Instruções | Segundo o documento, por que a meditação dinâmica dificilmente gera transformação social? Responda em uma frase, por favor.

#### Documento

Voltando, então, aos que são transformadores, a meditação dinâmica parece ser o que há de mais saudável. Mas, por ser procedimento individual, dificilmente gera qualquer transformação social; a não ser que a maioria dos cidadãos meditasse.
E quanto ao barbarismo social, revoluções, guerras, ou mesmo movimentos radicais, já se mostraram ineficazes para gerar mudanças positivas, a não ser para alguns déspotas, canalhas e outros sanguessugas da sociedade.
Mas há um barbarismo, do qual até agora não falamos, que pode ter significativo poder de revolução – e como a história do mundo e das pessoas parece indicar, alguma revolução de vez em quando se faz necessária, seja do jeito que for; é o tal do sacudir a poeira para dar a volta por cima.
E a Europa deixa claro de que é disso que precisa urgentemente neste momento. Pois, como pontuaram em épocas distintas Rousseau e Unamuno, o negócio, pelo que se vê, já vem meio engessado não é de hoje.

########
#### Material fornecido

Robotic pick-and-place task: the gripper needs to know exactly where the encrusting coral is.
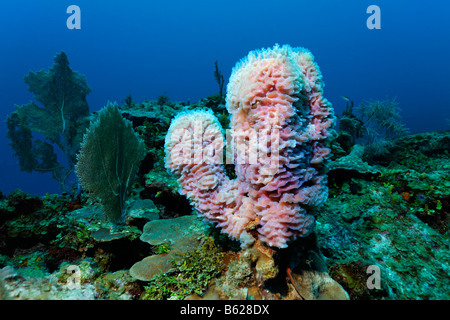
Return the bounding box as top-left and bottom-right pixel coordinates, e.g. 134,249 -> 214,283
165,45 -> 335,248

########

Resposta escrita | Porque é um procedimento individual, e só geraria transformação social se a maioria dos cidadãos meditasse.